↓↓↓
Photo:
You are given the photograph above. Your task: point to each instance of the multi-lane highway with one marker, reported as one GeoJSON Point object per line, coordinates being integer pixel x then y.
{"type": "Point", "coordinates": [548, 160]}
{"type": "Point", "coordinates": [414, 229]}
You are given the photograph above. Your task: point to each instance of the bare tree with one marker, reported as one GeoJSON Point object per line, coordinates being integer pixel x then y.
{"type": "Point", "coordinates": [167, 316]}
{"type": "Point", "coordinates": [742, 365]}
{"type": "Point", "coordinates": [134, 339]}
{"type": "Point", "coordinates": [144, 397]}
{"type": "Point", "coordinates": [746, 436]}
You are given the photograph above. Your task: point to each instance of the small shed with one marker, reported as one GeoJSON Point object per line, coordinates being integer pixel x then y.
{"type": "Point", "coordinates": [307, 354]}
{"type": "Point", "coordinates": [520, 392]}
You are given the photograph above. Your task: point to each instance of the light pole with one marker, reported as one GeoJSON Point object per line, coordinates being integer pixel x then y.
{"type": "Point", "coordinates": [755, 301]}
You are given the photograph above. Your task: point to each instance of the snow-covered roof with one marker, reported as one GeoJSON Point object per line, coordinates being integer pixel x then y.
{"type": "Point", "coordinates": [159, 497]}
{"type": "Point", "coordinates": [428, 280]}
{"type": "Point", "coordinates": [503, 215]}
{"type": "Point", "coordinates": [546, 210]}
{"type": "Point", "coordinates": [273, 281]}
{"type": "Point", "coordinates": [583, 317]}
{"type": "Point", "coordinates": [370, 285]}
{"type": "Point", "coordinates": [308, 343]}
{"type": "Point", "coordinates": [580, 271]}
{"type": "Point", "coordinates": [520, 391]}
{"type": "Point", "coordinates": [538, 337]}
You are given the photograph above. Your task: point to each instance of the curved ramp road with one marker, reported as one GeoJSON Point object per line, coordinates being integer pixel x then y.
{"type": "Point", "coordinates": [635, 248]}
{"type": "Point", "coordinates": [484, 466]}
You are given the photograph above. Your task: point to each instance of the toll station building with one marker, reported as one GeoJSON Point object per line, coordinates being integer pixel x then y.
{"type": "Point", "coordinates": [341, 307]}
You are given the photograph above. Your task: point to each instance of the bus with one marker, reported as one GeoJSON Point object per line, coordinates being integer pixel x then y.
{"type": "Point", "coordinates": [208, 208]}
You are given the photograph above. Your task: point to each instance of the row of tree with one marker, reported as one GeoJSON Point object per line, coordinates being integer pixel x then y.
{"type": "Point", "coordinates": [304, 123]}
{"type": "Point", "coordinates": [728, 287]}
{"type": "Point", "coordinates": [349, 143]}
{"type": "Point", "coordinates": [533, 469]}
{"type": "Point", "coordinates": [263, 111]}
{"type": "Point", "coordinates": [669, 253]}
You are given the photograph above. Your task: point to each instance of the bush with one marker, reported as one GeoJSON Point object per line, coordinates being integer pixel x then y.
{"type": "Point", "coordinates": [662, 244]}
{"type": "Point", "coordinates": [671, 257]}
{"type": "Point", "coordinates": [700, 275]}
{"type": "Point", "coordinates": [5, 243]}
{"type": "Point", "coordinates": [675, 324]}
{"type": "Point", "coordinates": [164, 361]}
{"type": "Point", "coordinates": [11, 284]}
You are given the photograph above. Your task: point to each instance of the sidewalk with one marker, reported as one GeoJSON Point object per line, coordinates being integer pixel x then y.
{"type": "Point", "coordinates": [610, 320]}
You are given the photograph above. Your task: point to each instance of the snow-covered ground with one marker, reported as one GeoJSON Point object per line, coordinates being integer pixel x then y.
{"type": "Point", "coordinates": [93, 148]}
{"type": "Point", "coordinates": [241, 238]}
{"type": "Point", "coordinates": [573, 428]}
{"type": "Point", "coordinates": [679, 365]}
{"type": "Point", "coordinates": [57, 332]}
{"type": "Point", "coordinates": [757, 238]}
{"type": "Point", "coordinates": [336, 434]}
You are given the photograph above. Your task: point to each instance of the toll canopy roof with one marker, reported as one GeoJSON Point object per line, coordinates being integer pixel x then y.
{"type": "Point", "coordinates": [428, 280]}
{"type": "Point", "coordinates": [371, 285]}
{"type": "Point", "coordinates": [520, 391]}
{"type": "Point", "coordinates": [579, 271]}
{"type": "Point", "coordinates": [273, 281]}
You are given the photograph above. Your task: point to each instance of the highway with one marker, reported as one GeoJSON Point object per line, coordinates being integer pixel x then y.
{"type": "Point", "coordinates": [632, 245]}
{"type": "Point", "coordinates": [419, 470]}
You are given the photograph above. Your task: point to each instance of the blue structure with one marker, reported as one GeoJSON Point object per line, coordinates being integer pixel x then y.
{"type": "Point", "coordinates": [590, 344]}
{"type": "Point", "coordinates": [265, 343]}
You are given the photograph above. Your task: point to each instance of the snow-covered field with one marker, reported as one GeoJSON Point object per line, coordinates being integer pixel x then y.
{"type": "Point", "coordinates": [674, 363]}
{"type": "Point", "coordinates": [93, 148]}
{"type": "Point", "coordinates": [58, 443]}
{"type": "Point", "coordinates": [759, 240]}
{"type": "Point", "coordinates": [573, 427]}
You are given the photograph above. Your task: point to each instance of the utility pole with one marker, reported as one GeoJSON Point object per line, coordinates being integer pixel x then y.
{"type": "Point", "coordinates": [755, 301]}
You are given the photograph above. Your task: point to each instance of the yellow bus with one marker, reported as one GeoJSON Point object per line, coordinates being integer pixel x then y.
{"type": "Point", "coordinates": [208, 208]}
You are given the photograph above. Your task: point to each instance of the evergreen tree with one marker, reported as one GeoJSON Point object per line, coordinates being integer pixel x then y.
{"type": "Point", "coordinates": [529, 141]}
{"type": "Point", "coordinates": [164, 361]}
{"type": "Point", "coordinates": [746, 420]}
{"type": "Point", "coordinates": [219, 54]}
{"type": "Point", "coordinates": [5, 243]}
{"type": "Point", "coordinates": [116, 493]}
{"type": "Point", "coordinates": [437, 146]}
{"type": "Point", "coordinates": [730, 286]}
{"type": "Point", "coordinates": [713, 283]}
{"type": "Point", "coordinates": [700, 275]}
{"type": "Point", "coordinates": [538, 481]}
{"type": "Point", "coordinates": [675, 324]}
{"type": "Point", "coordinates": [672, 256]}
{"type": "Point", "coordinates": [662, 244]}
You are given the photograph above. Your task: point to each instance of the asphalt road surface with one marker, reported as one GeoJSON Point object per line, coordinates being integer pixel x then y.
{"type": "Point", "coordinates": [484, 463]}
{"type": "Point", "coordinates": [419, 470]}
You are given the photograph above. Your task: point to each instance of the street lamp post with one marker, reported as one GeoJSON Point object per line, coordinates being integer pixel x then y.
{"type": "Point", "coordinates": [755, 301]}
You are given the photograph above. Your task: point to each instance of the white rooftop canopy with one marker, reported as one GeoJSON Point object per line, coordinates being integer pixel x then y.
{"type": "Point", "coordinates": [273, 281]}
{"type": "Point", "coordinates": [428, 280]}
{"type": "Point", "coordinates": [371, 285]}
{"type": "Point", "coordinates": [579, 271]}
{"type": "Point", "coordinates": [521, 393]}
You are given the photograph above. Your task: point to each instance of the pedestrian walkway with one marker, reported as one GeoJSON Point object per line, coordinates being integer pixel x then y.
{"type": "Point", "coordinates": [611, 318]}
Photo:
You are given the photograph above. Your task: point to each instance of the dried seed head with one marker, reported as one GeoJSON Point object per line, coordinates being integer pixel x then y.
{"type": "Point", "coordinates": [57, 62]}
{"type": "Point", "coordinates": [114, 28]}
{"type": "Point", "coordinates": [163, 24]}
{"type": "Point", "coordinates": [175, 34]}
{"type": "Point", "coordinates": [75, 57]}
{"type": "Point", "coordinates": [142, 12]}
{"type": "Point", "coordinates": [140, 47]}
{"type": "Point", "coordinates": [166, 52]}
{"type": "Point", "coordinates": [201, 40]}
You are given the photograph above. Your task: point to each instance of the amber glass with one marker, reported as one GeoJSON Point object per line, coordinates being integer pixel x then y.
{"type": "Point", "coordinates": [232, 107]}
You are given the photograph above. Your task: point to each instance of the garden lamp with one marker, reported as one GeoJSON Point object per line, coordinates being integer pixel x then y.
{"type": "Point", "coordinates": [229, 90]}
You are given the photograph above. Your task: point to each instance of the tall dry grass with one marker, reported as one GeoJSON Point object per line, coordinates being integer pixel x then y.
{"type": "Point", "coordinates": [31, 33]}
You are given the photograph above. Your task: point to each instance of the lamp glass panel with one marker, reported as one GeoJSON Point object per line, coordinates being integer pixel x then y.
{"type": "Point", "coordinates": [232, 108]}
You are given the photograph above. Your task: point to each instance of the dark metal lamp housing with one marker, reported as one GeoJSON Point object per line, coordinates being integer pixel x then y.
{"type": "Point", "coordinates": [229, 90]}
↑↑↑
Exercise:
Reproduce the final stretch of the data above: every line from the one holding "of the garden" through the end, inclusive, exactly as written and nothing else.

Worked solution:
You are given the photograph above. Your task: point to each instance of the garden lamp with one marker, reported as one GeoJSON Point object per line, coordinates being integer pixel x then y.
{"type": "Point", "coordinates": [229, 90]}
You are given the photograph above. Your task: point to each instance of the tall dry grass with one marker, reported as one GeoJSON Point object per line, coordinates being integer pixel x then y.
{"type": "Point", "coordinates": [31, 33]}
You are given the photograph above. Your task: point to each instance of the lamp glass panel with one marker, reported as one GeoJSON Point object per line, coordinates being integer pixel x then y.
{"type": "Point", "coordinates": [232, 108]}
You are given the photograph above. Your task: point to each instance of the dark metal lamp housing with one marker, reported as one GeoJSON Point object per line, coordinates being integer pixel x then y.
{"type": "Point", "coordinates": [229, 90]}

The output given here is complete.